▶ Given exercise
Return every line of the items below that contains the string "backpack", treating case as significant.

——————————

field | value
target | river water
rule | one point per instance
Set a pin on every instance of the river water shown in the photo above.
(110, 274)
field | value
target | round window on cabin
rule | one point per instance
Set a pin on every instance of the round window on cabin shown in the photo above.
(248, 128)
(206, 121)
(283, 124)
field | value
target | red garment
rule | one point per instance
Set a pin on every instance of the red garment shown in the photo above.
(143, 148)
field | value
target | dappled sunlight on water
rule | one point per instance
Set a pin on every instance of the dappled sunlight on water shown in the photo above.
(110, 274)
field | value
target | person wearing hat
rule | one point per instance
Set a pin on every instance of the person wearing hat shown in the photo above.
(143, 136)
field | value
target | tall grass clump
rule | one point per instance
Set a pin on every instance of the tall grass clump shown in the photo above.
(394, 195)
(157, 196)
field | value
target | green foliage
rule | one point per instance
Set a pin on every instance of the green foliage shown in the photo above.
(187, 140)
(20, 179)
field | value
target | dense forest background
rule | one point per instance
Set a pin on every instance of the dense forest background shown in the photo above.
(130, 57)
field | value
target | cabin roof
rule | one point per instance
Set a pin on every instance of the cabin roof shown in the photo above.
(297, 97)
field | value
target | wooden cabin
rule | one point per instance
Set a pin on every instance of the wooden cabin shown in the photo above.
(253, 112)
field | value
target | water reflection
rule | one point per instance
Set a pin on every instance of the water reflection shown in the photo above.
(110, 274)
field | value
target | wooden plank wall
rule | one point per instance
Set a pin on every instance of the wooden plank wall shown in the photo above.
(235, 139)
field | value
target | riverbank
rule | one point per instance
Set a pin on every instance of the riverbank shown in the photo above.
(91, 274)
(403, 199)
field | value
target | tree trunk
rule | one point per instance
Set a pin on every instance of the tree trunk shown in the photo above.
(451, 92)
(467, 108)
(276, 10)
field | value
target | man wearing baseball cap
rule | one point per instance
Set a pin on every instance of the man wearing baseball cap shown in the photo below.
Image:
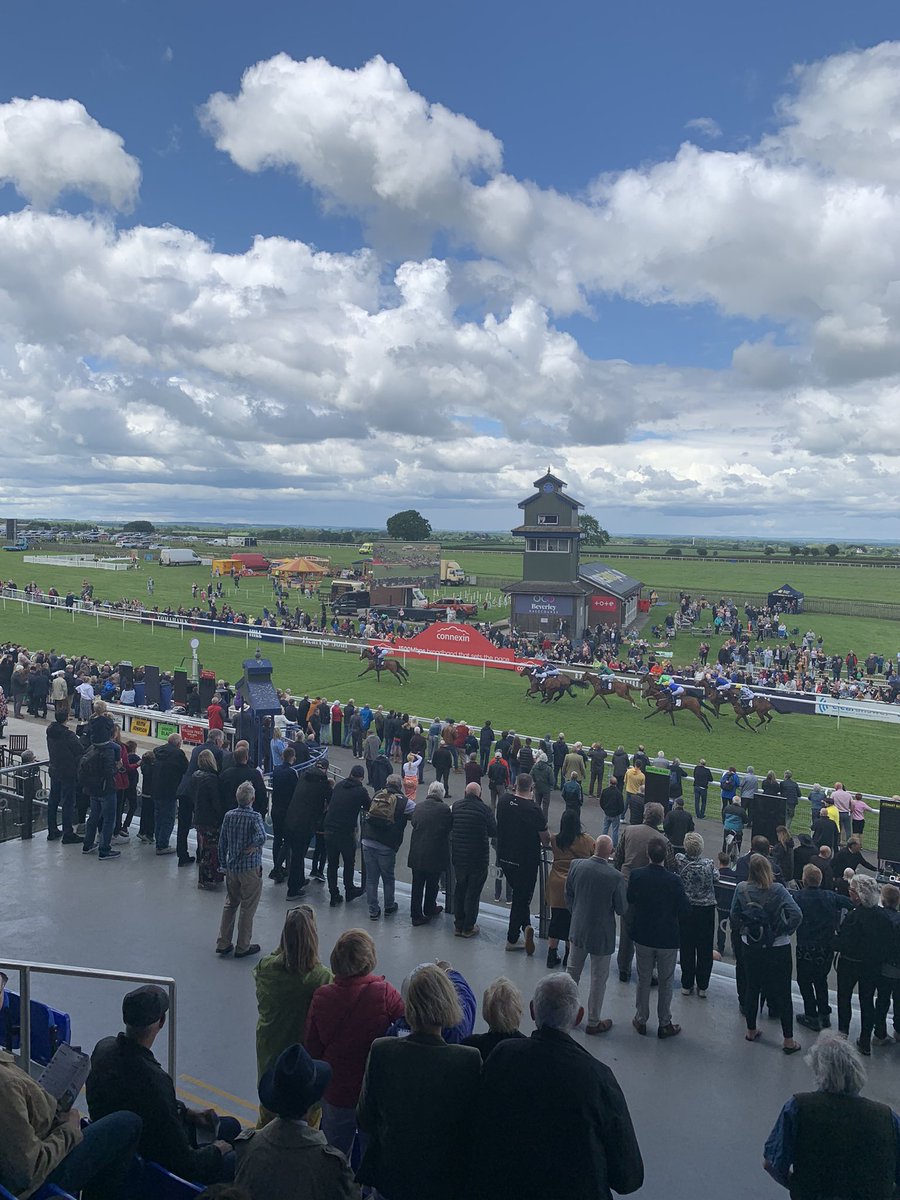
(287, 1159)
(41, 1144)
(126, 1077)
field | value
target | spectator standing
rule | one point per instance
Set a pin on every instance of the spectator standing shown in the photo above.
(697, 928)
(429, 853)
(570, 844)
(657, 901)
(595, 895)
(521, 832)
(240, 851)
(549, 1081)
(345, 1019)
(821, 911)
(702, 779)
(472, 826)
(286, 982)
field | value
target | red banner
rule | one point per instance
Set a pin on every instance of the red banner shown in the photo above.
(455, 643)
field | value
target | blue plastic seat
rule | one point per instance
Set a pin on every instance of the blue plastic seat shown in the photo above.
(49, 1027)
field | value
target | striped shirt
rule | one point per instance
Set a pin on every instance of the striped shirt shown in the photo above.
(241, 828)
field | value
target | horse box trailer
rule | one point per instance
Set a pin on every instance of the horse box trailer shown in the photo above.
(179, 558)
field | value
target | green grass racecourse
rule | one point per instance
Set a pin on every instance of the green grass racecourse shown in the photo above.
(816, 749)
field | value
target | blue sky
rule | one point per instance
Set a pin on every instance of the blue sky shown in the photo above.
(671, 341)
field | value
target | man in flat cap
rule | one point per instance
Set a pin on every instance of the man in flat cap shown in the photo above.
(126, 1077)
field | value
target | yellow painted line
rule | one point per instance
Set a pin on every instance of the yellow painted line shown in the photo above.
(204, 1104)
(217, 1091)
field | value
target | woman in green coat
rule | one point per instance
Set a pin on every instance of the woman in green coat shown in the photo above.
(286, 982)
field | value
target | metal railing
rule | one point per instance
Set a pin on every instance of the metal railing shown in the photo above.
(27, 970)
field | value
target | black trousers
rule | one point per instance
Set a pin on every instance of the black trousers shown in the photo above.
(340, 847)
(185, 819)
(299, 844)
(813, 966)
(522, 880)
(697, 933)
(467, 894)
(424, 893)
(853, 973)
(768, 975)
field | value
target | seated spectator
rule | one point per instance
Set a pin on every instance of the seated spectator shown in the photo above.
(466, 996)
(126, 1078)
(286, 982)
(39, 1144)
(550, 1083)
(345, 1019)
(833, 1143)
(288, 1159)
(502, 1008)
(418, 1097)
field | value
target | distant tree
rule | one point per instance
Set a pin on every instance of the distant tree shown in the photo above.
(408, 526)
(592, 533)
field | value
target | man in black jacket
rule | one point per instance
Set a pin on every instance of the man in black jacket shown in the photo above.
(169, 767)
(126, 1078)
(304, 821)
(241, 772)
(472, 826)
(549, 1081)
(64, 750)
(348, 799)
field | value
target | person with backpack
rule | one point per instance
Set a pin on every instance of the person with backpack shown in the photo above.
(383, 827)
(96, 774)
(765, 915)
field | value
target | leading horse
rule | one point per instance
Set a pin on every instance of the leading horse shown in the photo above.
(394, 666)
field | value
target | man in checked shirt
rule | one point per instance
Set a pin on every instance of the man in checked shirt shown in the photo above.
(240, 852)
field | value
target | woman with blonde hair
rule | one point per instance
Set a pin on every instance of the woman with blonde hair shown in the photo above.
(209, 809)
(765, 915)
(286, 982)
(419, 1084)
(411, 775)
(345, 1019)
(502, 1008)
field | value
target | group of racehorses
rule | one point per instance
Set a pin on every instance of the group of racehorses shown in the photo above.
(700, 700)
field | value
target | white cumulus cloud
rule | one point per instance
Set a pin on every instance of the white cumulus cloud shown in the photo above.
(53, 147)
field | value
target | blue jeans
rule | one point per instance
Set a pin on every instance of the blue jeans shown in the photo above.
(166, 809)
(102, 1159)
(101, 815)
(379, 864)
(700, 801)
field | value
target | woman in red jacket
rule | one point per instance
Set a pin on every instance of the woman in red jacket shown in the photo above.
(345, 1019)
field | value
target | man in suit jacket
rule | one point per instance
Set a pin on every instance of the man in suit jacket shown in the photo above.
(549, 1081)
(657, 899)
(631, 853)
(594, 894)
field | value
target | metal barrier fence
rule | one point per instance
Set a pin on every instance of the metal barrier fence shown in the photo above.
(27, 970)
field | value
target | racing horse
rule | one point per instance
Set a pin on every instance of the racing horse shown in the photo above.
(551, 689)
(393, 665)
(762, 706)
(666, 703)
(604, 684)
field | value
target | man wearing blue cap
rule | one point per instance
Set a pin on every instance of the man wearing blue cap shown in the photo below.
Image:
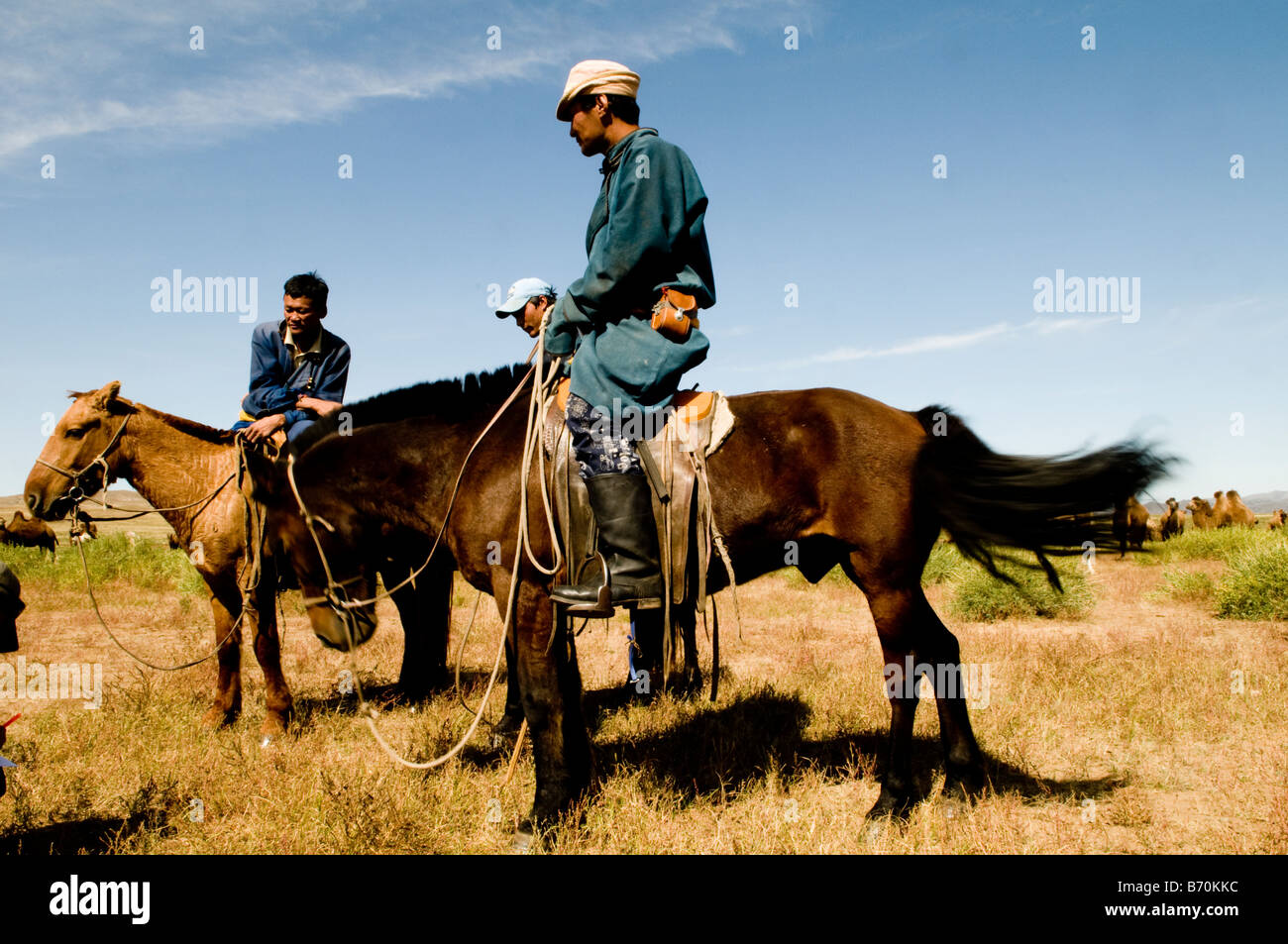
(645, 240)
(527, 303)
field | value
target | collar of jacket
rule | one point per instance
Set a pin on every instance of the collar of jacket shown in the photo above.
(614, 155)
(326, 340)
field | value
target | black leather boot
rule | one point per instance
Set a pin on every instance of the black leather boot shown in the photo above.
(627, 539)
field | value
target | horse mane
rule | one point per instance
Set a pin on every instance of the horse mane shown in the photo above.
(459, 398)
(219, 437)
(119, 404)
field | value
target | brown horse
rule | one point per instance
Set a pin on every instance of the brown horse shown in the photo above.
(848, 479)
(172, 463)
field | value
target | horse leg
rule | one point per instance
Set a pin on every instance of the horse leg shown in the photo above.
(894, 609)
(686, 621)
(550, 685)
(425, 609)
(686, 675)
(513, 716)
(964, 763)
(227, 605)
(262, 613)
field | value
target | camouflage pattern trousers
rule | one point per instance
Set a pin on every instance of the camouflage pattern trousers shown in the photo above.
(599, 449)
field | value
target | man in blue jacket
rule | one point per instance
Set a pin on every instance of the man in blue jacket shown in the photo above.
(297, 368)
(645, 236)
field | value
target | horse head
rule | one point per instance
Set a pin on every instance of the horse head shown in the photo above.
(81, 456)
(327, 550)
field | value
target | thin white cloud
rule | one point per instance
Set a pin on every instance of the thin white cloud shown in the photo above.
(935, 343)
(127, 67)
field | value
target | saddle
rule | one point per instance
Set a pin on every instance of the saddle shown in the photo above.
(682, 500)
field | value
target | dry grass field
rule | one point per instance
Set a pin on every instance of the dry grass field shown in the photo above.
(1145, 724)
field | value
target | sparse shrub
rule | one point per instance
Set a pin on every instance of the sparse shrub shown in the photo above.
(147, 565)
(1256, 584)
(983, 597)
(1220, 544)
(1186, 586)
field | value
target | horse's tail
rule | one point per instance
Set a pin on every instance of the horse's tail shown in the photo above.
(1048, 505)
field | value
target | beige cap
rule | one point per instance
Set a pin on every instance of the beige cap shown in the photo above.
(596, 76)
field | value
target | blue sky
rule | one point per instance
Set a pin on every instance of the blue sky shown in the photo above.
(912, 288)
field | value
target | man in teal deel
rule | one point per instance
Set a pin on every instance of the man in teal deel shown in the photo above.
(645, 236)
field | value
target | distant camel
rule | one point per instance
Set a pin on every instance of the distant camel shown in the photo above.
(1220, 510)
(1201, 513)
(1236, 513)
(1173, 520)
(1131, 526)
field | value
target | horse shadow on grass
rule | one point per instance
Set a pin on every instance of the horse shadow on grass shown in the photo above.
(391, 694)
(151, 809)
(730, 747)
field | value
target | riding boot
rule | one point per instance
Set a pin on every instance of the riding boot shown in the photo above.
(627, 539)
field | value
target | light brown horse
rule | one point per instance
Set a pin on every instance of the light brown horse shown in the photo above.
(29, 533)
(172, 463)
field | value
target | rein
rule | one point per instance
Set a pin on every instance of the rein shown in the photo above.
(89, 586)
(76, 493)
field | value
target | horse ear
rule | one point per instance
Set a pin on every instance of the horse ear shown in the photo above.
(102, 398)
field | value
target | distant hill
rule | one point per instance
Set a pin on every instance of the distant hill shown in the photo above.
(125, 498)
(1261, 502)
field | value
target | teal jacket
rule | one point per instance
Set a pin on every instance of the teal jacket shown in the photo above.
(645, 233)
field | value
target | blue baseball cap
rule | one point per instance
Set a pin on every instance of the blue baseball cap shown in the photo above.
(519, 294)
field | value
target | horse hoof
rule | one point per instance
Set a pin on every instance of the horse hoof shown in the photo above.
(218, 717)
(271, 729)
(524, 840)
(892, 805)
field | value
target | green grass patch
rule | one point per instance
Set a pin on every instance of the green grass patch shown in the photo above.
(983, 597)
(143, 563)
(1220, 544)
(1256, 584)
(1185, 586)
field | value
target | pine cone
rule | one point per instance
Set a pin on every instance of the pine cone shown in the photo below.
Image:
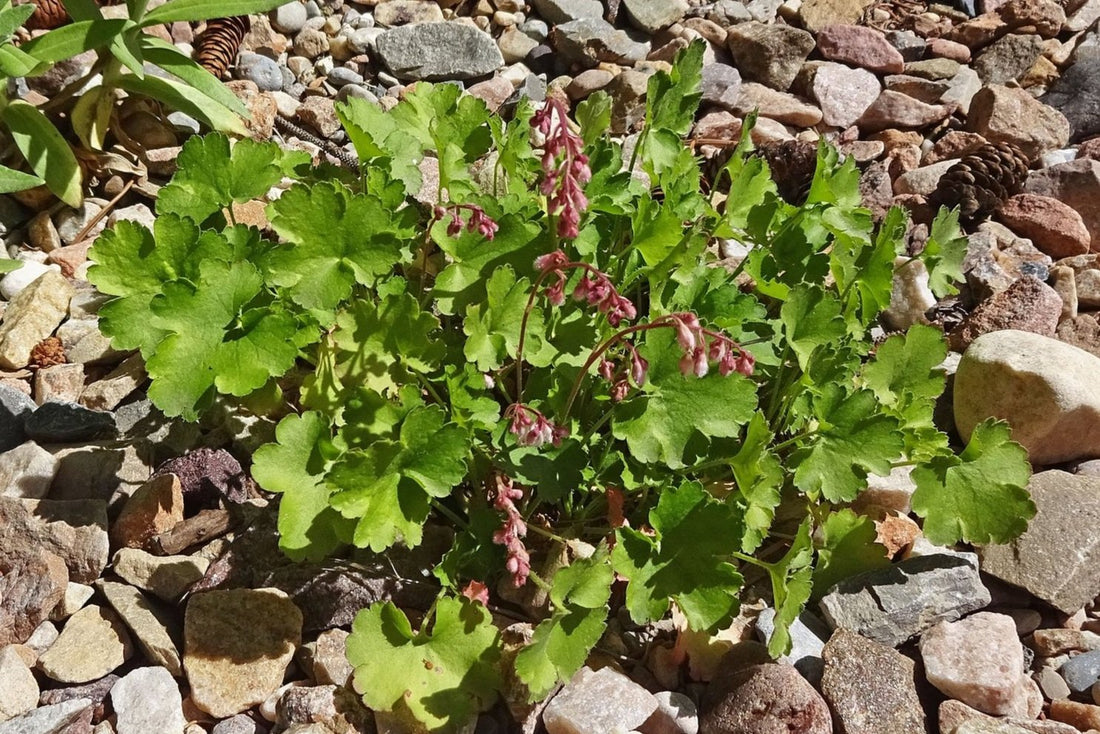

——————————

▶ Result for this exercise
target | person with backpack
Set a pin on every instance of the person with backpack shown in the photo above.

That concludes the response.